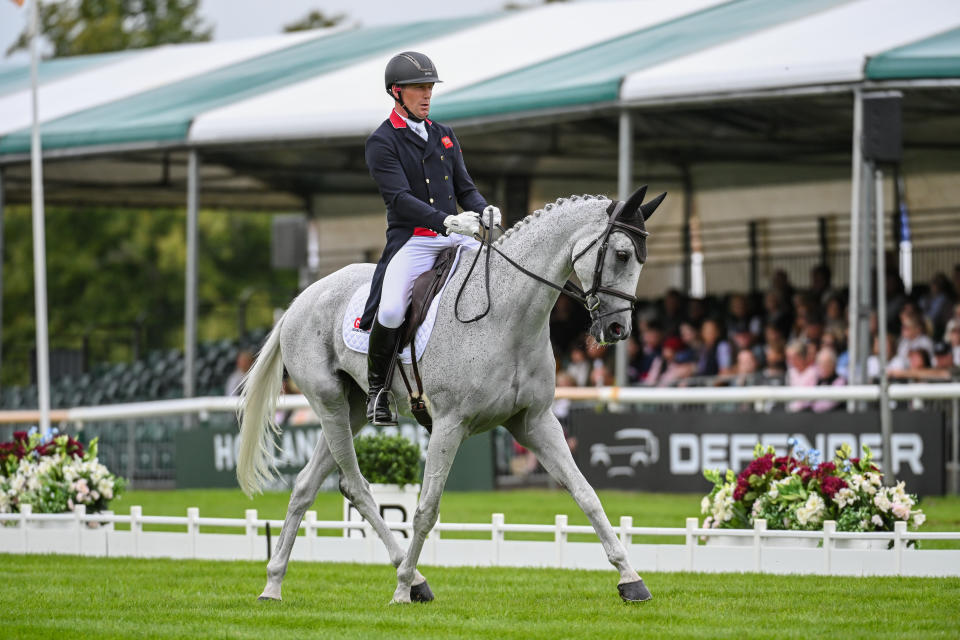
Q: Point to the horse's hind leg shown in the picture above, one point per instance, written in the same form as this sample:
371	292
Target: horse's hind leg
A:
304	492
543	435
============
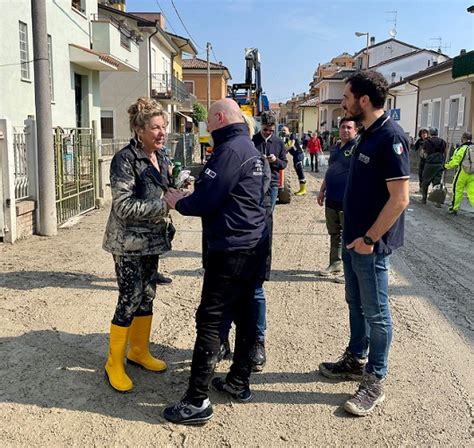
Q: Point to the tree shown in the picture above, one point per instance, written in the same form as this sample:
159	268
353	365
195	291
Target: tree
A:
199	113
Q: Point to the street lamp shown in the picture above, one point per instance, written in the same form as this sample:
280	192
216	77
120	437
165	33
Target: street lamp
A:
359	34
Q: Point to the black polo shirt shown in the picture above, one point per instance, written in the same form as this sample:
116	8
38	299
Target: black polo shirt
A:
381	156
============
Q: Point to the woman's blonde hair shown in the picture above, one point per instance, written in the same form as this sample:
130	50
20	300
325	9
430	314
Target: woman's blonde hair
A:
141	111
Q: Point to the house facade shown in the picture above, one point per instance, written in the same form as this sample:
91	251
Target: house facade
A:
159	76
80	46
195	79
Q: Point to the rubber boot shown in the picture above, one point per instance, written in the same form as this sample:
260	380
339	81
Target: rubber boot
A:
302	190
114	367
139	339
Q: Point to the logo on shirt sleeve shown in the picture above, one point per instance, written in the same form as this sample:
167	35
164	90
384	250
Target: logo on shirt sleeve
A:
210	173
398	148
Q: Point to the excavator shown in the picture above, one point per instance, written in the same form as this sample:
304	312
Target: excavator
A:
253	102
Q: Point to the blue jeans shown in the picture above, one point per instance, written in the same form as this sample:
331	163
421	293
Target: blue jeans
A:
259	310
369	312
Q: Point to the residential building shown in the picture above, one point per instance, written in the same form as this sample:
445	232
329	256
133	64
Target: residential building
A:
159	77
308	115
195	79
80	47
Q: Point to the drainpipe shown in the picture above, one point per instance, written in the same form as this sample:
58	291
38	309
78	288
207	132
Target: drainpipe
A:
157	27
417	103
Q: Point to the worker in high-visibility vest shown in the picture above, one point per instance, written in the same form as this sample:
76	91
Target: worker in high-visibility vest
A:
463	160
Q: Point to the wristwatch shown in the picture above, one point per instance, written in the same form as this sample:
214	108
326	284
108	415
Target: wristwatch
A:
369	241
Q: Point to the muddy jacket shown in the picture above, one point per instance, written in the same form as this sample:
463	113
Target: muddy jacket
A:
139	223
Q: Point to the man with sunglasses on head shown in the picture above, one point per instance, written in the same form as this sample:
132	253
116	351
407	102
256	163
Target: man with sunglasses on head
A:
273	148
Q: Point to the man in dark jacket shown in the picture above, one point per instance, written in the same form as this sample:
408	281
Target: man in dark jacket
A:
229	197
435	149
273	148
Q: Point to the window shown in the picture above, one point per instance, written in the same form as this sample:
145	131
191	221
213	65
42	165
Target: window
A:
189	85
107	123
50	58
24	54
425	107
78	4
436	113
============
» Required work: Please tally the lines of the entries that hold "worker" and give only the resulting number.

» Answer area: 2